SHORT PROBLEM: Please turn the rows below into a CSV with the two columns text and answer, one line per row. Put each row's text and its answer in a single double-quoted field each, replacing any line breaks with spaces.

===== RECORDED INFORMATION

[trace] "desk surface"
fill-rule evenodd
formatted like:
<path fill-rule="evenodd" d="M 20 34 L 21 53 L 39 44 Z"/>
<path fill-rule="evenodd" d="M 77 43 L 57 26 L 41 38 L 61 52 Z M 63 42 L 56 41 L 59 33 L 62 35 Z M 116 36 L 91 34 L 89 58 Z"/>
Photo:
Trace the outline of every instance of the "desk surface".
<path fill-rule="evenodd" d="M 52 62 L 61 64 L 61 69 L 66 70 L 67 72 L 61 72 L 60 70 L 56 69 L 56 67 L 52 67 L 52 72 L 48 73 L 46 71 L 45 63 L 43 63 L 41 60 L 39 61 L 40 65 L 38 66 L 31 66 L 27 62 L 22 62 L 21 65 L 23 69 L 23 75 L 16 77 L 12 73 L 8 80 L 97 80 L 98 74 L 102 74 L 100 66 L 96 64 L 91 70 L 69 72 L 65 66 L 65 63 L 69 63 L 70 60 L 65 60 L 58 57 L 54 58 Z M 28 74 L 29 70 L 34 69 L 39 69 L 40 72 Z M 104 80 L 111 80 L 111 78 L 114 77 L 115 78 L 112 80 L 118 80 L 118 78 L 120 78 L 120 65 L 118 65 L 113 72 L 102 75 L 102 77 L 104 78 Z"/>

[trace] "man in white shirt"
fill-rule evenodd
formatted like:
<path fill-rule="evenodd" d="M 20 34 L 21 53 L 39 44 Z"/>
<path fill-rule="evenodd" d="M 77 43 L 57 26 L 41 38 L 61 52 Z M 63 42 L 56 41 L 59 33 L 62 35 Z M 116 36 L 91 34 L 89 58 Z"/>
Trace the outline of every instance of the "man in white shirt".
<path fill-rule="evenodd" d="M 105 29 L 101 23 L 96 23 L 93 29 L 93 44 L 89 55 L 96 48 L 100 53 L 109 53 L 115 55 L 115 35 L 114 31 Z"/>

==========

ANSWER TO THE TASK:
text,answer
"[trace] ""desk surface"" fill-rule evenodd formatted like: <path fill-rule=""evenodd"" d=""M 20 34 L 21 53 L 39 44 Z""/> <path fill-rule=""evenodd"" d=""M 77 43 L 57 26 L 41 38 L 61 52 Z M 63 42 L 56 41 L 59 33 L 62 35 Z M 116 36 L 91 34 L 89 58 Z""/> Photo: Trace the outline of every instance of the ""desk surface"".","<path fill-rule=""evenodd"" d=""M 52 62 L 61 64 L 61 69 L 66 70 L 67 72 L 61 72 L 60 70 L 56 69 L 56 67 L 52 67 L 52 72 L 48 73 L 46 71 L 45 63 L 43 63 L 41 60 L 39 61 L 40 65 L 38 66 L 31 66 L 27 62 L 22 62 L 21 65 L 23 69 L 23 75 L 16 77 L 12 73 L 8 80 L 97 80 L 98 74 L 102 74 L 100 66 L 96 64 L 91 70 L 69 72 L 65 66 L 65 63 L 69 63 L 70 60 L 65 60 L 58 57 L 54 58 Z M 28 74 L 29 70 L 34 69 L 39 69 L 40 72 Z M 104 80 L 111 80 L 111 78 L 114 77 L 115 78 L 112 80 L 118 80 L 118 78 L 120 78 L 120 65 L 118 65 L 113 72 L 102 75 L 102 77 L 104 78 Z""/>"
"[trace] ""man in white shirt"" fill-rule evenodd formatted like: <path fill-rule=""evenodd"" d=""M 20 34 L 21 53 L 39 44 Z""/> <path fill-rule=""evenodd"" d=""M 77 43 L 57 26 L 41 38 L 61 52 Z M 63 42 L 56 41 L 59 33 L 62 35 Z M 116 36 L 91 34 L 89 58 Z""/> Trace the outline of every instance of the ""man in white shirt"".","<path fill-rule=""evenodd"" d=""M 105 29 L 101 23 L 96 23 L 93 29 L 93 44 L 89 55 L 96 48 L 100 53 L 109 53 L 115 55 L 115 35 L 114 31 Z""/>"